TASK TO CARRY OUT →
Swap every "spot" in the records below for "locate" and write the lines out again with nothing else changed. Leave the pictures out of your answer.

──────── SUPPLIED RECORDS ────────

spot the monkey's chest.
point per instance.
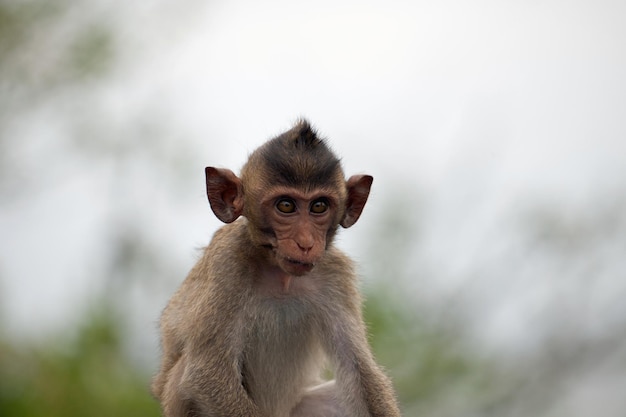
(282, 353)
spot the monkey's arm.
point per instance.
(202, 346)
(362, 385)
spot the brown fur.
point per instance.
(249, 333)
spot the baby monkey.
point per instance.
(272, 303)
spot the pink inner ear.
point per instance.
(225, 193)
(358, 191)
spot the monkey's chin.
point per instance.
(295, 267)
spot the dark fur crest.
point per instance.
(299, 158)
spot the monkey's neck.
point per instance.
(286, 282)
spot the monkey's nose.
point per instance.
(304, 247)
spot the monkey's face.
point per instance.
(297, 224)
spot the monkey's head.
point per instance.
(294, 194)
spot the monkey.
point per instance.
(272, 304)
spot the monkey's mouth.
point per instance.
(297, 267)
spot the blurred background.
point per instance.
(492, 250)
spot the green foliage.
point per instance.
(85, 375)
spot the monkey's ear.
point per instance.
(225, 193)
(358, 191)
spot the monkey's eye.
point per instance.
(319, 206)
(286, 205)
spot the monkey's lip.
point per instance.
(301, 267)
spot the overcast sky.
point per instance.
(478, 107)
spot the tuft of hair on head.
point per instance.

────────

REPLY TO THE EXERCISE →
locate the monkey's chest.
point per instance.
(282, 353)
locate the monkey's arm.
point per instance.
(202, 346)
(362, 385)
locate the brown fur.
point per instance.
(249, 333)
locate the baby monkey.
point per instance.
(272, 303)
locate the pink inner ear.
point per instance.
(225, 193)
(358, 191)
locate the monkey's chin.
point per instance.
(295, 267)
locate the dark fur crest.
point per instance.
(299, 158)
locate the monkey's neck.
point per instance.
(286, 282)
locate the monkey's nose.
point per instance.
(304, 247)
locate the monkey's face.
point per instance.
(297, 224)
locate the monkey's head.
point per instance.
(294, 194)
locate the monkey.
point per instance.
(272, 304)
locate the monkey's mouth.
point per instance.
(297, 267)
locate the blurred background.
point per instance.
(492, 250)
locate the green foliage.
point per instance.
(85, 375)
locate the monkey's ear.
point per instance.
(225, 193)
(358, 191)
locate the monkey's eye.
point per instance.
(319, 206)
(286, 205)
locate the monkey's lip.
point per instance.
(301, 267)
locate the overcast sky.
point per instance.
(478, 107)
locate the tuft of hair on head.
point per instance.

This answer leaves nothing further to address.